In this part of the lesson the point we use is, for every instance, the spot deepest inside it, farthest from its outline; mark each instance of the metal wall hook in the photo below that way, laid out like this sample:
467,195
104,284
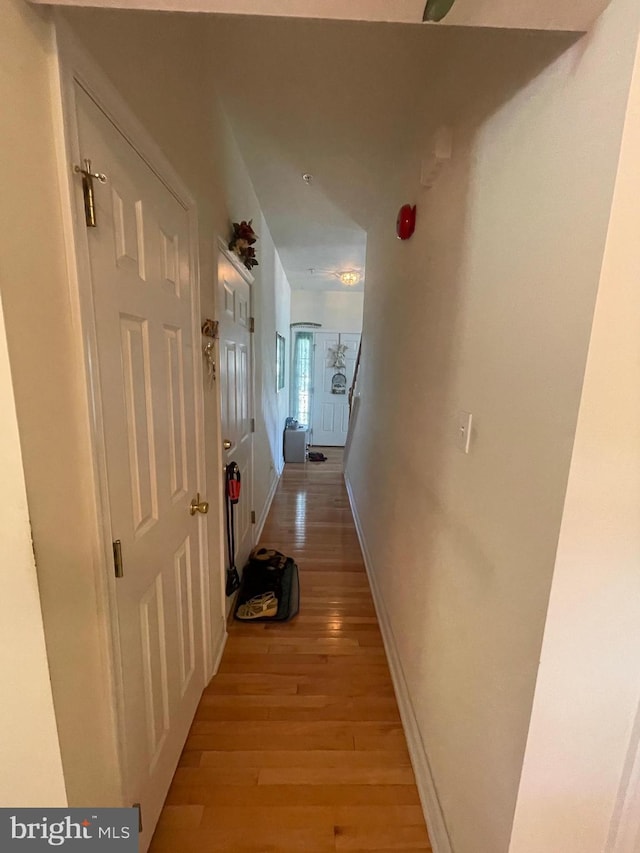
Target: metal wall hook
98,176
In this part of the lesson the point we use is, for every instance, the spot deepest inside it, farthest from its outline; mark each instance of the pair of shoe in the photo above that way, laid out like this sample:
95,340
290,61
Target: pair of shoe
268,557
259,606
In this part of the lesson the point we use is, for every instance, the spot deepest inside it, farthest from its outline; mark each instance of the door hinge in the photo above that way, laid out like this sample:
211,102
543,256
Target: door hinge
117,559
88,178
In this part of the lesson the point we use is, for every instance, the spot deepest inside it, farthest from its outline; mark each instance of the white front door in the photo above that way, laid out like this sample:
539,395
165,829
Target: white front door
236,392
143,291
330,407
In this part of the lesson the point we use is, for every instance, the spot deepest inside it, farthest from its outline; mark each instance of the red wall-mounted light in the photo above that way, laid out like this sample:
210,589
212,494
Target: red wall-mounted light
406,224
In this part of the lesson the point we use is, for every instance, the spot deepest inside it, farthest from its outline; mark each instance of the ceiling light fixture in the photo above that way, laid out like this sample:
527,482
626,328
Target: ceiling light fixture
349,277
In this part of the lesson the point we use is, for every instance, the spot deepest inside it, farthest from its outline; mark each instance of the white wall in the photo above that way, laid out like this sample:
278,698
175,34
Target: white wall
272,306
487,309
588,686
28,736
336,310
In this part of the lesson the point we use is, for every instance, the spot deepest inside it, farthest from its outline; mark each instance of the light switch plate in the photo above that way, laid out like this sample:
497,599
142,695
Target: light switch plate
464,431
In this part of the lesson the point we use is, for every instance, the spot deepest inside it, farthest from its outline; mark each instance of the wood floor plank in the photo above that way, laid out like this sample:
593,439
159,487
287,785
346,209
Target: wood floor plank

TASK OBJECTIVE:
Set down the listing without alteration, starting at the line containing "of the ceiling" and continuing through the final line of the listing, with both of those lines included.

RESPONSE BELOW:
In this part of the lesson the point we use is, for every instance, the spot deepest inside it, farthest from its outline; mark each instance of the ceiling light fixture in the photo above that way, laid out like this sample:
527,482
626,328
Target: ceiling light fixture
349,277
In this part of the lesson the point we use is, for every instance, the spot deepest inside it, farthest from its outline; mark each instance of the white wall in the photo above that way, laid out like this sample:
278,698
175,34
Target: white wall
272,306
487,309
588,686
28,736
336,310
In this part of the lesson the point we use is, for every instance, the spot deepest inside it, farthest from its outline; mark each instance of the light switch plate in the photo above that way, laid out like this sample:
497,599
142,695
Target: light switch plate
464,431
In this part of the lesson the point we use is, for every instance, the spot deepest inside it, farthest from its outline; mark each instance of the wood floor plank in the photo above that way, laid out like this sample:
593,439
159,487
287,785
346,209
Target: wood floor plank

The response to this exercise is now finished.